▶ RECORDS FOR THE TASK:
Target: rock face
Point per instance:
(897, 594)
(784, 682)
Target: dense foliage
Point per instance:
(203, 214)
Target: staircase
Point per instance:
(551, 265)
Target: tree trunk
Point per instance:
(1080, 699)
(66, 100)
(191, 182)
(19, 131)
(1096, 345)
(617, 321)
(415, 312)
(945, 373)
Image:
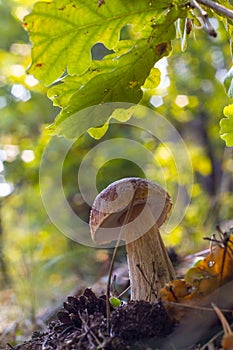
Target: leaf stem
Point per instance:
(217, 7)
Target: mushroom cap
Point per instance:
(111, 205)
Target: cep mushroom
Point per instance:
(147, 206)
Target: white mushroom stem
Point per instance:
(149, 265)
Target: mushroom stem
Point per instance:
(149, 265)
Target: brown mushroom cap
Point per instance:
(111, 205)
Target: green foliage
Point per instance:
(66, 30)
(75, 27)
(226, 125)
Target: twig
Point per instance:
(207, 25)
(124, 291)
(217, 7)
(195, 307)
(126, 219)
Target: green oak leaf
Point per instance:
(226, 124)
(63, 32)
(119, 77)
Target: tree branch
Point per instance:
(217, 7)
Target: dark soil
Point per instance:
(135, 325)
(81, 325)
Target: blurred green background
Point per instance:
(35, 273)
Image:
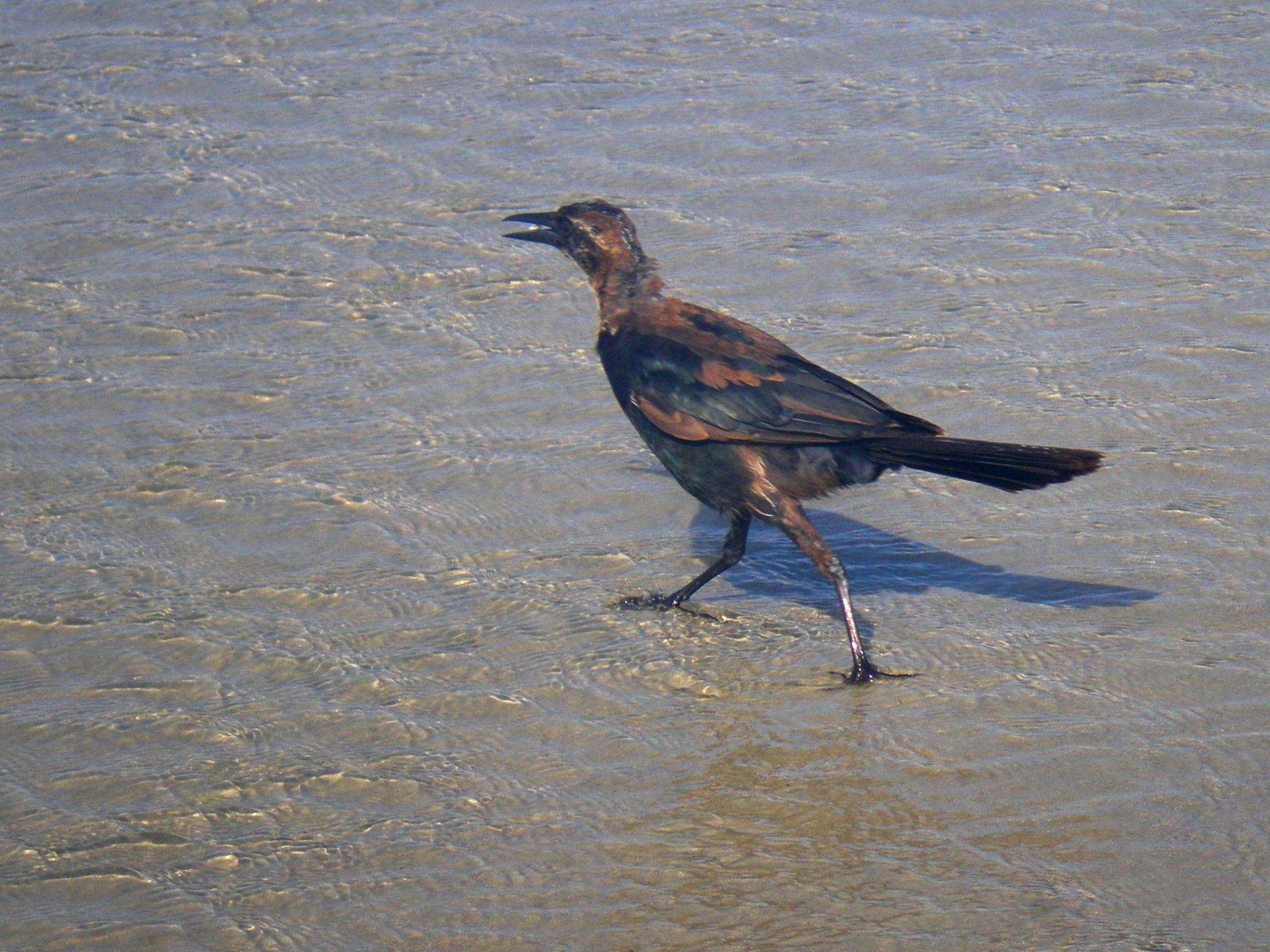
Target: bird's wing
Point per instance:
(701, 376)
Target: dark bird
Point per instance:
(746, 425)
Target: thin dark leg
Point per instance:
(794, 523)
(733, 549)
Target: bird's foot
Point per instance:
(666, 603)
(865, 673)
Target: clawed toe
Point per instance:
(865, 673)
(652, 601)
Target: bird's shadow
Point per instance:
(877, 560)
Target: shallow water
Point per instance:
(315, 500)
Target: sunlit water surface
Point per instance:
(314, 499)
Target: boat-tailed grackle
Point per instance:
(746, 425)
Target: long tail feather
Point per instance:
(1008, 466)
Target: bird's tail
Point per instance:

==

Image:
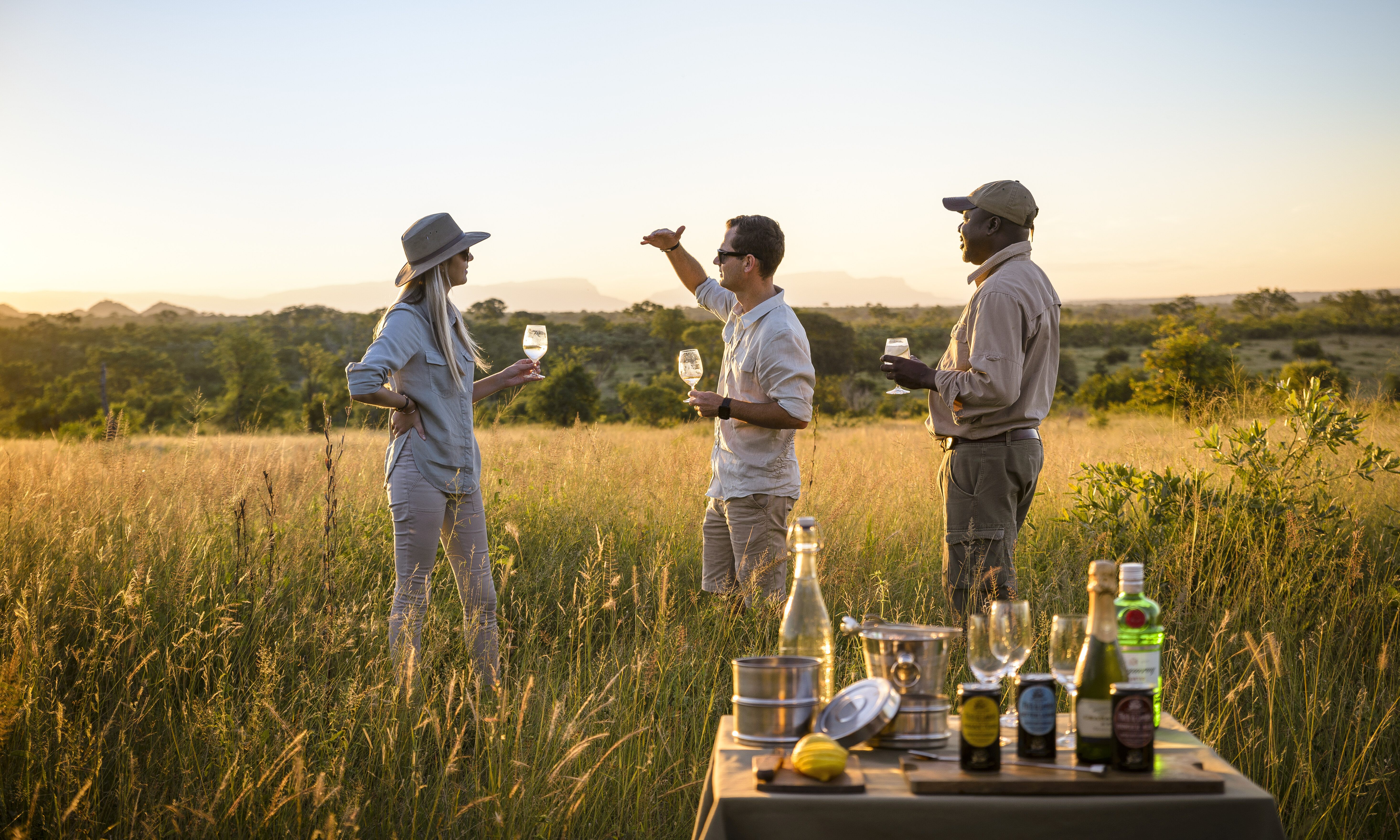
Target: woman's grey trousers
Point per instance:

...

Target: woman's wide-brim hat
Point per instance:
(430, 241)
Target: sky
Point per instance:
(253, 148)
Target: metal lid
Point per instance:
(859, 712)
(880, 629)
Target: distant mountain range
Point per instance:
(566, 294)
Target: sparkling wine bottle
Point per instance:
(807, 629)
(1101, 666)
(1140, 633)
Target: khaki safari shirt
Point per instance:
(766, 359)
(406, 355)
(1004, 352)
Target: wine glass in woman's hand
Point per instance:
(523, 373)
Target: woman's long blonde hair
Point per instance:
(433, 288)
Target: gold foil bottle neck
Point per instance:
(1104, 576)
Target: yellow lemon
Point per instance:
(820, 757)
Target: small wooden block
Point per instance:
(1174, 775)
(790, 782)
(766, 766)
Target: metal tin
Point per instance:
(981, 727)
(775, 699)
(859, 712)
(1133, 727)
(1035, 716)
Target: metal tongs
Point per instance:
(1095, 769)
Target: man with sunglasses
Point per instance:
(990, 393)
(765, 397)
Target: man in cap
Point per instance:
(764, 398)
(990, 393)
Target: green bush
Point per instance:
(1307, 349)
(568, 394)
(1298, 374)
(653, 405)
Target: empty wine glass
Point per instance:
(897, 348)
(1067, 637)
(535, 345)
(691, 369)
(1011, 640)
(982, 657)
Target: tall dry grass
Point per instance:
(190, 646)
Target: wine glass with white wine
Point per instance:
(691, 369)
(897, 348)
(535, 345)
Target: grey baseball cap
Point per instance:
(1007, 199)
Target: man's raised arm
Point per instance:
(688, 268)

▶ AIM OF THE TASK: Count the lines in the entries that contain the word "stem", and reply with the number alone.

▶ OUTPUT: 3